=== Record list ===
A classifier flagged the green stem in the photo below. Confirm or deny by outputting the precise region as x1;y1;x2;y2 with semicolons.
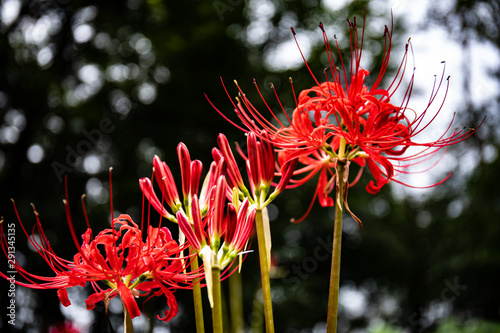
255;209;274;333
191;256;205;333
229;272;244;333
122;303;134;333
212;267;223;333
326;162;345;333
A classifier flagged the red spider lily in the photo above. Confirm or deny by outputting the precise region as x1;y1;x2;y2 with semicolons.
176;175;256;308
0;179;202;321
210;14;475;210
212;132;298;207
139;143;224;223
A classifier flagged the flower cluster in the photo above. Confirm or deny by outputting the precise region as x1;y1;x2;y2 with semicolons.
0;196;201;321
212;19;475;222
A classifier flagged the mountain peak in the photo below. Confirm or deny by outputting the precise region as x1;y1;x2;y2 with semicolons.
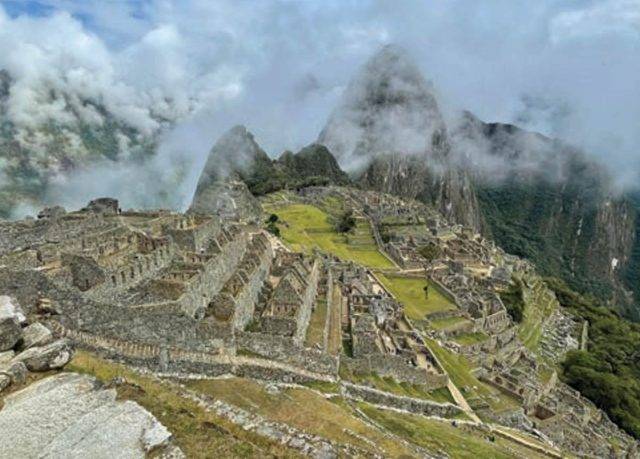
318;45;444;169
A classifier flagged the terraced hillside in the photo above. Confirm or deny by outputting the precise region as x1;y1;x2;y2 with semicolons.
0;187;636;458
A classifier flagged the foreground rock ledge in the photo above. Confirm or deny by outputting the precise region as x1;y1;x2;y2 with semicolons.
0;373;181;458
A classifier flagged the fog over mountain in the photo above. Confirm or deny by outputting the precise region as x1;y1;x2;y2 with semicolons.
0;0;640;217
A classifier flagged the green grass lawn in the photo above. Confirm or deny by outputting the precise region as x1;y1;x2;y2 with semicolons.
340;365;455;404
66;351;299;458
429;316;471;331
358;403;541;459
265;204;394;269
453;332;489;346
377;274;456;320
518;276;558;352
425;337;519;412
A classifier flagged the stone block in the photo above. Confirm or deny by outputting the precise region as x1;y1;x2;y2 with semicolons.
22;322;53;349
0;317;22;352
14;339;73;371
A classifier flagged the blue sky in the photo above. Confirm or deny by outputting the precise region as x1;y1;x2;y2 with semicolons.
0;0;640;190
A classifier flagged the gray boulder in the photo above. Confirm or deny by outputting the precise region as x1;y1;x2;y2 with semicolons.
0;317;22;352
14;339;73;371
0;295;27;325
0;362;29;384
0;351;16;365
0;374;11;392
0;373;180;458
22;322;53;349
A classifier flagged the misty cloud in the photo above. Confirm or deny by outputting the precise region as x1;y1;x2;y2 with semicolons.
0;0;640;214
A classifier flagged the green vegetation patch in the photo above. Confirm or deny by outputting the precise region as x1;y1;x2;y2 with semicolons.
425;337;520;412
66;351;298;458
518;276;558;352
265;204;394;269
429;316;471;331
377;274;456;320
453;332;489;346
186;378;416;457
358;403;540;459
547;279;640;438
340;365;455;404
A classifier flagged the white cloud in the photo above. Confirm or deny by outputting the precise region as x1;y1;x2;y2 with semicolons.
0;0;640;211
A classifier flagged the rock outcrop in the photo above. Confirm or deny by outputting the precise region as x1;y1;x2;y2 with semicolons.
318;46;482;229
189;126;264;220
0;373;180;458
318;46;640;318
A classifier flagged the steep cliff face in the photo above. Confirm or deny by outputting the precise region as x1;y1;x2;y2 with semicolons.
190;126;349;219
318;46;481;229
189;126;262;220
454;114;636;316
318;47;640;317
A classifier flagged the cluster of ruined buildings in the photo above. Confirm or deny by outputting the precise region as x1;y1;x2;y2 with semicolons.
0;192;634;455
0;198;447;388
304;188;634;456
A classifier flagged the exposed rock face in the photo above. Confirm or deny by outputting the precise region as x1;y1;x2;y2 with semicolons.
62;254;106;292
14;339;73;371
318;47;640;318
456;113;640;317
276;143;349;185
0;373;179;458
22;322;53;349
189;126;262;219
0;295;27;325
0;317;22;352
318;46;481;229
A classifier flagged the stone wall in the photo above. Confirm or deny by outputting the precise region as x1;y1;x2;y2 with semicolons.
340;382;463;418
179;232;248;318
293;258;321;345
163;216;222;252
340;354;448;390
233;242;273;330
236;332;338;375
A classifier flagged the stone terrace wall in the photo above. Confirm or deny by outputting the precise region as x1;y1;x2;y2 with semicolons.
179;232;248;317
233;237;273;330
236;332;338;375
340;382;463;418
293;258;320;345
340;354;448;390
49;321;335;383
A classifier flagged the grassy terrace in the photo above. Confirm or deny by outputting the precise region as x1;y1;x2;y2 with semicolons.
377;274;456;320
359;403;544;459
453;332;489;346
429;317;471;331
66;351;299;458
188;378;410;457
425;338;519;412
264;203;395;269
518;282;558;352
340;366;455;404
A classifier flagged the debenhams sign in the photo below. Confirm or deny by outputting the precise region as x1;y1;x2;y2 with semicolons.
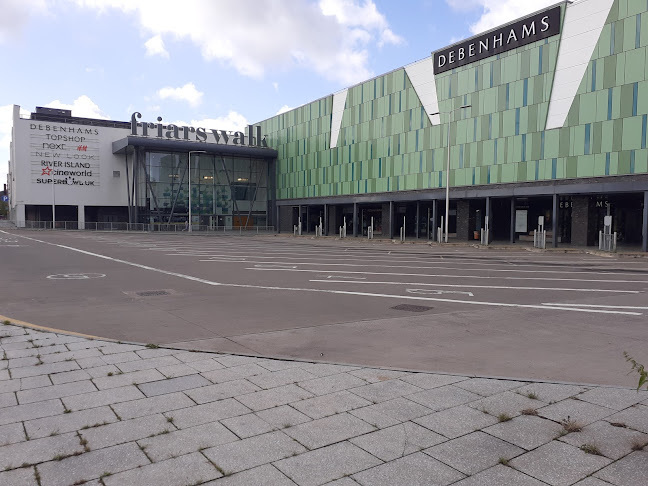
434;6;560;74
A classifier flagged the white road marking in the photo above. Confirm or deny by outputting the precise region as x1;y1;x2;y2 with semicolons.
309;275;642;294
0;230;643;316
248;266;648;285
407;289;475;297
542;302;648;310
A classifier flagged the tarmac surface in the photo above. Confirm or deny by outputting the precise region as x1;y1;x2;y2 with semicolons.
0;325;648;486
0;230;648;386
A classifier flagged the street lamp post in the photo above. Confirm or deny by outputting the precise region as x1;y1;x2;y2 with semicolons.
187;150;206;233
430;105;472;243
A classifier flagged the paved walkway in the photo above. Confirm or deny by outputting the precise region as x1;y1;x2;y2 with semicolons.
0;325;648;486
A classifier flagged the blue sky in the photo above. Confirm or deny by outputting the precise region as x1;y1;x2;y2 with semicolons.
0;0;556;187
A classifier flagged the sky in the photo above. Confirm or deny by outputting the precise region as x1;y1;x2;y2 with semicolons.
0;0;557;189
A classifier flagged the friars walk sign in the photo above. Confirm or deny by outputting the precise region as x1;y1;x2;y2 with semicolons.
131;112;268;148
434;5;561;74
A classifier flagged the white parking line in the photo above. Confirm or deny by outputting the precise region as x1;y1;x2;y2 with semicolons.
309;275;642;292
0;230;643;316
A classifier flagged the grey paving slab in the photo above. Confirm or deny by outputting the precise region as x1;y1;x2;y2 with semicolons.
0;433;83;469
61;385;144;410
156;363;198;378
284;413;376;449
0;400;63;425
80;414;175;450
0;392;20;408
560;421;648;460
0;467;38;486
352;452;465;486
483;415;563;450
299;373;367;395
116;356;182;373
138;422;239;462
221;413;279;439
349;368;407;383
204;464;296;486
292;391;372;419
400;373;468;390
187;359;227;373
165;398;251;429
38;443;150;486
453;465;545;486
351;379;421;403
349;422;448;462
236;385;313;412
50;370;92;385
413;405;497;439
455;378;526;397
201;363;268;383
275;442;380;486
112;393;194;420
203;431;306;474
538;398;614;425
103;452;221;486
407;385;482;412
510;441;611;486
302;363;360;377
424;431;525;475
469;391;547;417
138;375;212;397
11;361;79;379
0;422;27;446
247;368;315;390
186;380;260;404
578;387;648;411
256;405;312;429
594;450;648;486
93;370;166;390
25;407;117;439
16;380;97;404
605;405;648;434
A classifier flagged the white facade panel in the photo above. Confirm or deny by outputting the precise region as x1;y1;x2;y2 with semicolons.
546;0;614;130
405;56;441;125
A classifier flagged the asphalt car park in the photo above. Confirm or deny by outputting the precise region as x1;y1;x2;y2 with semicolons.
0;230;648;386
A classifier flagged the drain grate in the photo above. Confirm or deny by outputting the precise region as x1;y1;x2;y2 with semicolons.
392;304;434;312
135;290;171;297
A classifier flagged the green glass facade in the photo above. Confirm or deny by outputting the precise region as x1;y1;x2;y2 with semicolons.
262;0;648;200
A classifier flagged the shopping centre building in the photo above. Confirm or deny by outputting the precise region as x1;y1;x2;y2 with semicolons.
9;0;648;251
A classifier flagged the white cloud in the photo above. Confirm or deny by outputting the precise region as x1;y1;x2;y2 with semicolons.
275;105;294;116
73;0;403;84
45;95;110;120
144;35;169;59
158;83;204;106
446;0;556;34
0;0;48;44
164;111;250;132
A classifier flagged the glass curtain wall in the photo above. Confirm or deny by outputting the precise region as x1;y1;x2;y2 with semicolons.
138;152;268;229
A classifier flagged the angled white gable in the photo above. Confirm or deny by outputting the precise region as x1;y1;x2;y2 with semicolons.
405;56;441;125
331;88;349;148
546;0;614;130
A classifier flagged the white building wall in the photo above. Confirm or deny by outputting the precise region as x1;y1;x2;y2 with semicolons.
9;106;130;225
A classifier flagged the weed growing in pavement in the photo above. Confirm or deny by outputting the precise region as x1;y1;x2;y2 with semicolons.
580;444;603;456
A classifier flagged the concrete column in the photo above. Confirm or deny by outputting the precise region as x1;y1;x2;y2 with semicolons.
457;199;472;241
641;191;648;251
511;197;515;243
484;197;493;243
551;194;558;248
77;204;85;229
324;204;328;236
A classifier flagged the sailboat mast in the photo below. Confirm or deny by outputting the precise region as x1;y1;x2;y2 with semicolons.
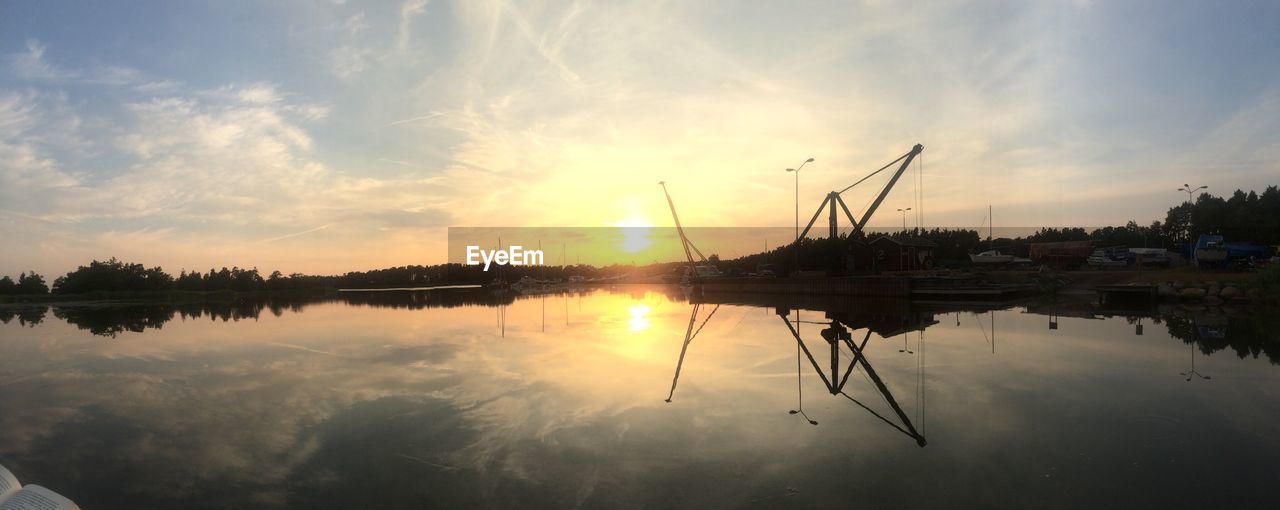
987;204;996;241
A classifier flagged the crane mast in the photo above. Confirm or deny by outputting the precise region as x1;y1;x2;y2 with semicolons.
658;181;707;265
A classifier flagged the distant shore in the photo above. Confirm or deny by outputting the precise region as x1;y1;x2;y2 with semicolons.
0;288;337;306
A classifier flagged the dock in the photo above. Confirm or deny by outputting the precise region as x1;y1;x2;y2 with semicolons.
1094;283;1156;305
698;276;1039;301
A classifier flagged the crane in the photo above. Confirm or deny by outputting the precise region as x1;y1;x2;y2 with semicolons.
658;181;707;268
793;144;924;243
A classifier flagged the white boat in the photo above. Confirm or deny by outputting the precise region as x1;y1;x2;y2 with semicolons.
969;250;1014;264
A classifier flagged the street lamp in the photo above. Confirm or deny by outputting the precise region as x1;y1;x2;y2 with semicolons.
1178;185;1208;204
787;158;813;272
1178;185;1208;242
897;208;911;232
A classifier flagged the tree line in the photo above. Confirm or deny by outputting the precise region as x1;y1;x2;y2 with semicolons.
0;186;1280;296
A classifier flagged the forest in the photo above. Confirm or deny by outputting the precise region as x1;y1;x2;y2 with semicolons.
0;186;1280;296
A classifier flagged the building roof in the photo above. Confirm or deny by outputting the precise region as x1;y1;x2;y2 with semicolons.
872;236;938;247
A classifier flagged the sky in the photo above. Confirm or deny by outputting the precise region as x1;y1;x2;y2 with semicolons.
0;0;1280;278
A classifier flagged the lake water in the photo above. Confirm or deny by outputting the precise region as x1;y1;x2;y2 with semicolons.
0;288;1280;510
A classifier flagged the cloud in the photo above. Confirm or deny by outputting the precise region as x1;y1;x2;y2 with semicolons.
396;0;428;54
8;38;76;81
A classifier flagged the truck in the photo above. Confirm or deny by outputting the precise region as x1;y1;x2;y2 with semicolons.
1192;233;1272;269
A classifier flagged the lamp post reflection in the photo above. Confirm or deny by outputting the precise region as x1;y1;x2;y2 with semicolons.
1180;343;1212;382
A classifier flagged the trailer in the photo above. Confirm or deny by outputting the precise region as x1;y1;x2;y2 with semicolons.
1030;241;1093;268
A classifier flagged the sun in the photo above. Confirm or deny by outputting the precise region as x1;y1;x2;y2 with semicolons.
613;215;653;254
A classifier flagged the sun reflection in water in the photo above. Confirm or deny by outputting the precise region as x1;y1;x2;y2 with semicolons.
627;304;650;332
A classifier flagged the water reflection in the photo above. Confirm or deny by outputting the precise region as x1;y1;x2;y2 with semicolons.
0;287;1280;509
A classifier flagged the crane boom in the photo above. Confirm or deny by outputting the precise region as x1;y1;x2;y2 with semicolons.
796;144;924;242
658;181;707;265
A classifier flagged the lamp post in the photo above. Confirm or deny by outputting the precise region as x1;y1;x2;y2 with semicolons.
1178;185;1208;244
787;158;813;273
897;208;911;232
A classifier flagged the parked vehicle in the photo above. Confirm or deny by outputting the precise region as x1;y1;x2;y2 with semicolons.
969;250;1014;264
1085;247;1129;268
1129;247;1170;265
1194;234;1272;268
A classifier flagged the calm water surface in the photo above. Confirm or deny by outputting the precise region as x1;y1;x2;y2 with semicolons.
0;288;1280;509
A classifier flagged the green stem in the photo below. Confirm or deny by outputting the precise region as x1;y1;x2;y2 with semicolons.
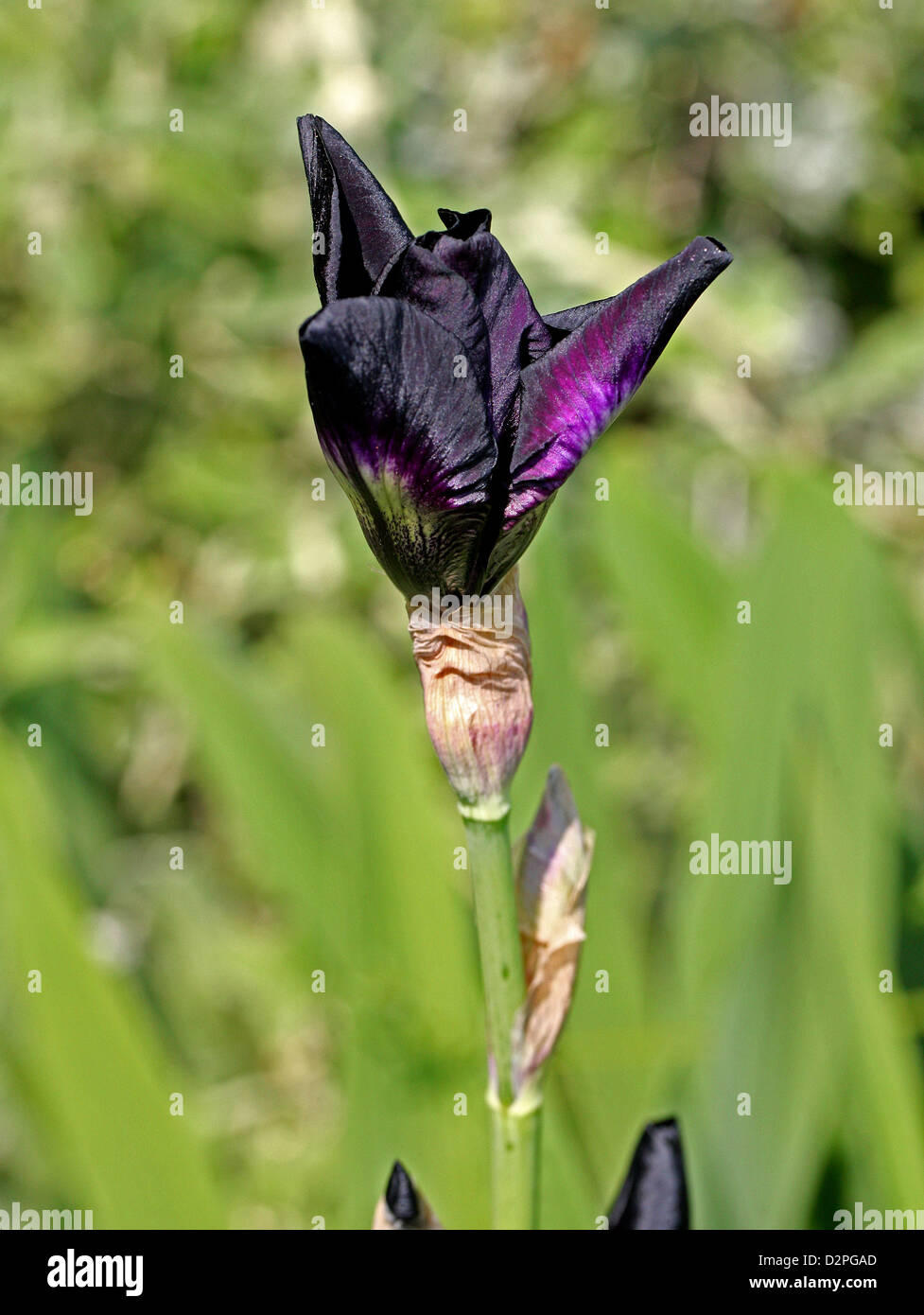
465;816;540;1228
492;1100;542;1230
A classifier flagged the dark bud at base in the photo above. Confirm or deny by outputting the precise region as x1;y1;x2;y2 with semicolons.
372;1160;443;1232
608;1119;690;1232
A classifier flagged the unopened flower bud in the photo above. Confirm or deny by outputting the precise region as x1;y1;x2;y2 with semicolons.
514;766;594;1090
372;1160;443;1232
608;1119;690;1232
408;570;532;820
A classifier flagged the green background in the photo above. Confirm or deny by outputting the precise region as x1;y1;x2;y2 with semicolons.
0;0;924;1228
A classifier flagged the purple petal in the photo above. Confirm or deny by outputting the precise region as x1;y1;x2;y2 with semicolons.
436;206;490;239
300;297;497;597
375;242;490;414
298;114;412;305
506;238;732;526
421;230;554;436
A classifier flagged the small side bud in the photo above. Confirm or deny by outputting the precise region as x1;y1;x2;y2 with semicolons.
608;1119;690;1232
514;766;594;1090
372;1160;443;1232
408;570;532;820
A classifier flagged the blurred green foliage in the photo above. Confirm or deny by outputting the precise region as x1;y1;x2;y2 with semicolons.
0;0;924;1228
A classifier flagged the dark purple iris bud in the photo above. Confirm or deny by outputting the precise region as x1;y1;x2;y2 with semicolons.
298;114;732;597
608;1119;690;1232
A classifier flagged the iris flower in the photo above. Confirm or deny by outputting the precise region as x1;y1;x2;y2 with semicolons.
298;114;731;598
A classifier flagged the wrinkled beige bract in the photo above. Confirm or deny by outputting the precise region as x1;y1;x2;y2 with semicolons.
408;570;532;819
515;766;594;1089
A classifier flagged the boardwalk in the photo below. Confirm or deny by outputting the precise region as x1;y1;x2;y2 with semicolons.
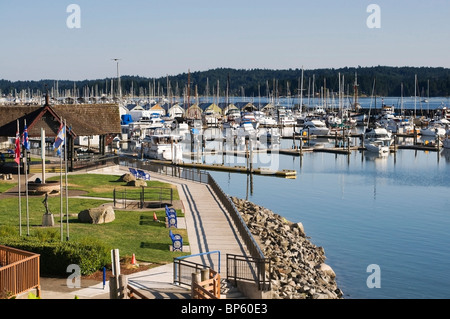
10;166;249;299
77;166;249;299
110;167;248;270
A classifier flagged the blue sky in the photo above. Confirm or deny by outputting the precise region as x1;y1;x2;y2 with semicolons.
0;0;450;81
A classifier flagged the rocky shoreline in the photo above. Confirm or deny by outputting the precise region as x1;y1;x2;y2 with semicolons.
231;197;343;299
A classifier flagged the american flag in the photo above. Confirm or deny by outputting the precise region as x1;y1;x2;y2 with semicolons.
23;124;30;150
14;131;20;165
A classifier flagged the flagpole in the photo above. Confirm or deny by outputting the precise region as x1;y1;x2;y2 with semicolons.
59;130;64;241
23;120;30;236
64;120;69;241
15;119;22;236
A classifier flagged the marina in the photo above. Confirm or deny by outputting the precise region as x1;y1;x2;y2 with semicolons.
112;97;450;299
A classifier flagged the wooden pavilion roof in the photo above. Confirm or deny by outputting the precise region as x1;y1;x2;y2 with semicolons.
0;104;121;137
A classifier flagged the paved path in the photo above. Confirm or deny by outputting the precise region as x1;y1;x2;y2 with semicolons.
21;166;248;299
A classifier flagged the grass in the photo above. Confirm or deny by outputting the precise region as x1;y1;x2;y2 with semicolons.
47;174;180;200
0;174;189;265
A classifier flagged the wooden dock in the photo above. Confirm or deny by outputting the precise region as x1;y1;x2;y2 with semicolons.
150;160;297;178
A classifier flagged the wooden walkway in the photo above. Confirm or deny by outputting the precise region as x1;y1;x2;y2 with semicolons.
137;169;249;272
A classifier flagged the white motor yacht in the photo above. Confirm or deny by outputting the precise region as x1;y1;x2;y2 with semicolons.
364;127;393;155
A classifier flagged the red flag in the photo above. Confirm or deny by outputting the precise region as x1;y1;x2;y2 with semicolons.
14;131;20;165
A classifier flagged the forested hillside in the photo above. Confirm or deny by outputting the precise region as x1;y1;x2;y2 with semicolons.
0;66;450;97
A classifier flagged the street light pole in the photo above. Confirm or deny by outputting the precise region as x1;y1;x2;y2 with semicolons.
112;58;122;100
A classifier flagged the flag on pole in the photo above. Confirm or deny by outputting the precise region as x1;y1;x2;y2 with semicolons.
22;124;30;150
53;123;66;156
14;129;20;165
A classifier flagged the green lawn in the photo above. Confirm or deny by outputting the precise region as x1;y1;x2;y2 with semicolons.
0;174;189;264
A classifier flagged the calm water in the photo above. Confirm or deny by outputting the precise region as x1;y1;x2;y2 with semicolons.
195;140;450;299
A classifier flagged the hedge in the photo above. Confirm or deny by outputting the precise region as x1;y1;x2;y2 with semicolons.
0;237;111;277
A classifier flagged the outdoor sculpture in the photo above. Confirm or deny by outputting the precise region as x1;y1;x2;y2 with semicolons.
42;193;55;227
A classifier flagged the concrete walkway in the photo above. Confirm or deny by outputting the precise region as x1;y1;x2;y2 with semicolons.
25;166;248;299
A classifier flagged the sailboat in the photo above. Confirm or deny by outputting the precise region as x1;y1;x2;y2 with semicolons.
364;80;393;156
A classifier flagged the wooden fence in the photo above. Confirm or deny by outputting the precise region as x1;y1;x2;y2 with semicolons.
0;245;41;298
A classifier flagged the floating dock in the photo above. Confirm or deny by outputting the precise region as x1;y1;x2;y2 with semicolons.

=== Exercise brief ===
Reproduce the lines starting at the one that contains "A classifier flagged the purple" and ending at the one that contains "421;230;554;436", substituting "violet petal" for "purple petal" and leaving everything else unchanged.

=== Correct answer ===
A classifier flagged the violet petal in the photo above. Confirm or deny by outputting the precise region as x1;y1;x2;y2 with semicolons.
436;206;490;239
300;297;497;597
375;242;490;414
298;114;412;305
506;238;732;526
421;230;554;436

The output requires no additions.